Goal of the exercise
Show every line in the rows below that contains the word "roll", copying each line in full.

----- Supplied information -----

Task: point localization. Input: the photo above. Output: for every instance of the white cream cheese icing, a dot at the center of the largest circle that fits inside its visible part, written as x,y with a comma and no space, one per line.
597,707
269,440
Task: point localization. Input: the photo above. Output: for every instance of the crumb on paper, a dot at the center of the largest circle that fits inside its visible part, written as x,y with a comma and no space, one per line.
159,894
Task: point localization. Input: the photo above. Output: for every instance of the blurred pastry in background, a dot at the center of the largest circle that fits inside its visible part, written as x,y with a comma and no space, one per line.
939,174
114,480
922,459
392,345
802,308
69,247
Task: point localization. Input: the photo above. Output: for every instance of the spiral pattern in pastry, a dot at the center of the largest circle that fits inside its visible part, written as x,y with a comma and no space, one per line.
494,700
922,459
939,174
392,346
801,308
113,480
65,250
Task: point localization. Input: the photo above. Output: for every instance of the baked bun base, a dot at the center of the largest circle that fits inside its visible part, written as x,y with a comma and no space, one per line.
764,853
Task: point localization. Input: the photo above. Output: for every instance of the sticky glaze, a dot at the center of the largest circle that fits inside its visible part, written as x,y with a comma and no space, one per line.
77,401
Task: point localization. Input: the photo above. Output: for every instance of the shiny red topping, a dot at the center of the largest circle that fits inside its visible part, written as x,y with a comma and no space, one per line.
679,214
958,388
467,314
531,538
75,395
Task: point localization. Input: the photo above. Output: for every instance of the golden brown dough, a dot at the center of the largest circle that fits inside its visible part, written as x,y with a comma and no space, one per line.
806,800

-----
----- Supplied information -----

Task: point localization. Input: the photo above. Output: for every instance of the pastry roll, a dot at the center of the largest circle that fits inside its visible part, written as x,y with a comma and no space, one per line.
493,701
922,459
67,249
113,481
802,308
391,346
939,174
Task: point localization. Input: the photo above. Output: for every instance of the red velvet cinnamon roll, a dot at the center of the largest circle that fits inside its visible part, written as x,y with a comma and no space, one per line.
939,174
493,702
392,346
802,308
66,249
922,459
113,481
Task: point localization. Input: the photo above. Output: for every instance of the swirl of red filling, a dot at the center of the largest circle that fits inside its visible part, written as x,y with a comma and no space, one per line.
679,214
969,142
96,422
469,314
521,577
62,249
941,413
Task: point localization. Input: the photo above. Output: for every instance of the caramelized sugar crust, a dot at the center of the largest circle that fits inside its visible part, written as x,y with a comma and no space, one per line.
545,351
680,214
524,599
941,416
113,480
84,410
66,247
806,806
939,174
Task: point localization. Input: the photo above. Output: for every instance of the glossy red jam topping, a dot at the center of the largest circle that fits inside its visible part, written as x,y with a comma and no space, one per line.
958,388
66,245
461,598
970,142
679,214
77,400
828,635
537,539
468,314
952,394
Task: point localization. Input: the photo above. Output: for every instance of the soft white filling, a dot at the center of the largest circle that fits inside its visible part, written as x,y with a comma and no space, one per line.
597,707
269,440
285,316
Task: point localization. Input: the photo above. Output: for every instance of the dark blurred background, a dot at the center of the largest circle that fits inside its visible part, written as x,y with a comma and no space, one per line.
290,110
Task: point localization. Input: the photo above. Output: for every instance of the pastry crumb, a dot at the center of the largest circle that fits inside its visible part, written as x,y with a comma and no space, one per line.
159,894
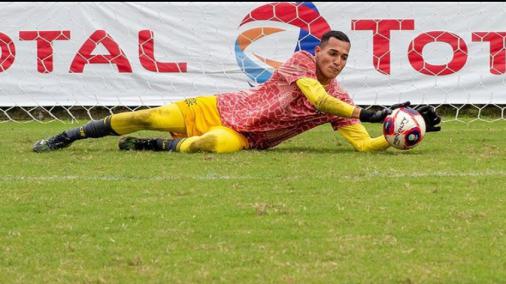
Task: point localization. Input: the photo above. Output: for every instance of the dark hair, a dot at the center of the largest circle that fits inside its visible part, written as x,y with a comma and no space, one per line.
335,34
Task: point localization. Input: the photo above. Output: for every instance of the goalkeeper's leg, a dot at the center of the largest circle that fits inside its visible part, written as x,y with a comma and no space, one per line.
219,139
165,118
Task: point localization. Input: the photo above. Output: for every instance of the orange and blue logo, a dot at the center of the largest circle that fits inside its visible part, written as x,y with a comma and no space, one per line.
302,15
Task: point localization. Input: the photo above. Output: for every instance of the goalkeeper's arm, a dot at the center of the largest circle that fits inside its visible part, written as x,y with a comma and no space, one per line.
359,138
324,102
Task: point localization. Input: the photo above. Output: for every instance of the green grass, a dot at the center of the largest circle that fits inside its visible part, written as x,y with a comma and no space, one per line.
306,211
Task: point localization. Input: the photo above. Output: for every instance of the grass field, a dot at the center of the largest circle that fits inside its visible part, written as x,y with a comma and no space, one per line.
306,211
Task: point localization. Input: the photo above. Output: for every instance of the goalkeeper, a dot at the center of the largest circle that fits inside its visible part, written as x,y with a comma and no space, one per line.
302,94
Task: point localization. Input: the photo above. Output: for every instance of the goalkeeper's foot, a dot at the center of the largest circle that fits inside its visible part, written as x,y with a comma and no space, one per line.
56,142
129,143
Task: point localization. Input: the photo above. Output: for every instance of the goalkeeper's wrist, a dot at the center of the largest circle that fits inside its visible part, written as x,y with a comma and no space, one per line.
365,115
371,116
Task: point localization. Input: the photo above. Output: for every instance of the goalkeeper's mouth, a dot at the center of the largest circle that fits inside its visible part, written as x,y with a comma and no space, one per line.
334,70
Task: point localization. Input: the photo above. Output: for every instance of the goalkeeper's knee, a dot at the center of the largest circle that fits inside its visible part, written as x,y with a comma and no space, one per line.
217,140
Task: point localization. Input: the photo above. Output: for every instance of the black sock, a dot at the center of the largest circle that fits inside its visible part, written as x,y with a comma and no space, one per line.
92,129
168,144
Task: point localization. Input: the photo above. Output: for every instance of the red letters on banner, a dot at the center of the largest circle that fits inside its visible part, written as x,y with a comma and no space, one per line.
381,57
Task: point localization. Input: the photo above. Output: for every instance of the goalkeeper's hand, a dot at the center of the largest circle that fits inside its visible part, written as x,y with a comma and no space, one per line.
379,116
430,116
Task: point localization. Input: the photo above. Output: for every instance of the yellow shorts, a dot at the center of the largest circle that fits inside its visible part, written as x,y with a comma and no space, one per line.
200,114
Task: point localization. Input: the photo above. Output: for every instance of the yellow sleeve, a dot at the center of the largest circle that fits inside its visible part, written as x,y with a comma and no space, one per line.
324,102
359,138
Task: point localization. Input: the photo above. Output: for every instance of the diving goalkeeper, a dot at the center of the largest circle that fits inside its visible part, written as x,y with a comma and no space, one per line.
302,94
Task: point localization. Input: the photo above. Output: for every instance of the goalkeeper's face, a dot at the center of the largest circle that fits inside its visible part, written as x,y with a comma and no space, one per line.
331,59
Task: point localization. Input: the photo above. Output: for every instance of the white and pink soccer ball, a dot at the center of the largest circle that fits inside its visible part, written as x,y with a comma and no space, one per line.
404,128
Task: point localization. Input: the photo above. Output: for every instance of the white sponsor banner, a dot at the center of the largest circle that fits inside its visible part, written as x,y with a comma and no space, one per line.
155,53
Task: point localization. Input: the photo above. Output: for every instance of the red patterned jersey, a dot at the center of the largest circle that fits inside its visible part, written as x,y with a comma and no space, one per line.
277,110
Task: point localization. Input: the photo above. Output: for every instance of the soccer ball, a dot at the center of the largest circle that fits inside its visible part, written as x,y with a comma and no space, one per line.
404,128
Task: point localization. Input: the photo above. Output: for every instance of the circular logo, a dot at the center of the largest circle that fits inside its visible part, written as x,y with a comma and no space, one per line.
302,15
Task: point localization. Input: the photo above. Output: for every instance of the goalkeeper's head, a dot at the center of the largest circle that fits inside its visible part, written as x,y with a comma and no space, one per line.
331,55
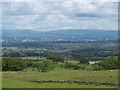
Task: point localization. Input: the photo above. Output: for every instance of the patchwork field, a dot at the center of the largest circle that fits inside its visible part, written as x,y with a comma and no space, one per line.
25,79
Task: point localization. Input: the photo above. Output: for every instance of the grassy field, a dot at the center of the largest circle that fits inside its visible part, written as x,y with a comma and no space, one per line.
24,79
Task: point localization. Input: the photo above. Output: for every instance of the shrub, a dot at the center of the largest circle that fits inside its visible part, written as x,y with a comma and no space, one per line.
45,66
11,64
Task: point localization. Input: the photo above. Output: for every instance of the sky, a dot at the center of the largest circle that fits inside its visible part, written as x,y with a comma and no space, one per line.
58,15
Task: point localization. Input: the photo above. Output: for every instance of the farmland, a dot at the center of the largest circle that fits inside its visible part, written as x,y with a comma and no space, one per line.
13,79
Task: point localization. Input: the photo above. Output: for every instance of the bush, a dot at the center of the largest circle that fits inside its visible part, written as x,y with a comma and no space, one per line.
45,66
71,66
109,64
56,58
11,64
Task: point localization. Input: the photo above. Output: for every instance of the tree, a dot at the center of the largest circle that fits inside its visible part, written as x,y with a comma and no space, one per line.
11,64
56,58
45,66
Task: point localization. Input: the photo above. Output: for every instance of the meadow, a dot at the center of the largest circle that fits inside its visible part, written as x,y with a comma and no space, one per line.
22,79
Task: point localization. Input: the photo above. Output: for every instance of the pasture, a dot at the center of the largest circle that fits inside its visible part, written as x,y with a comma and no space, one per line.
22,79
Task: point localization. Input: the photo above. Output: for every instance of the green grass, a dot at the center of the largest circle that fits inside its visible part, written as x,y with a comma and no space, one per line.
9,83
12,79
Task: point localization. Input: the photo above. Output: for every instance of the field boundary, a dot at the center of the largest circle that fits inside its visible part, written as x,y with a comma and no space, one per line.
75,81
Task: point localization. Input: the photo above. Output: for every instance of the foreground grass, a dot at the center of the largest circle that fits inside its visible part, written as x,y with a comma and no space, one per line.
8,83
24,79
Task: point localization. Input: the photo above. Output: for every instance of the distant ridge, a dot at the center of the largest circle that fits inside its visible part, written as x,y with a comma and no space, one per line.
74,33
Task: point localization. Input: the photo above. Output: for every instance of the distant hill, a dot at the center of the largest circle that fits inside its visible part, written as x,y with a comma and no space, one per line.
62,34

-----

Expected output
Task: point localization. Input: the photo above. Output: for every instance of the pastry roll, a dot at the center of the largest circle that fits inside its visible part, written as x,y with a comma and no space, one per line.
Task: point localization. Input: the photo above. Output: for every instance of the red velvet cinnamon roll, a dot at the center of the largest circle that fits inside its visible part, written as x,y with a comma and no space, one per line.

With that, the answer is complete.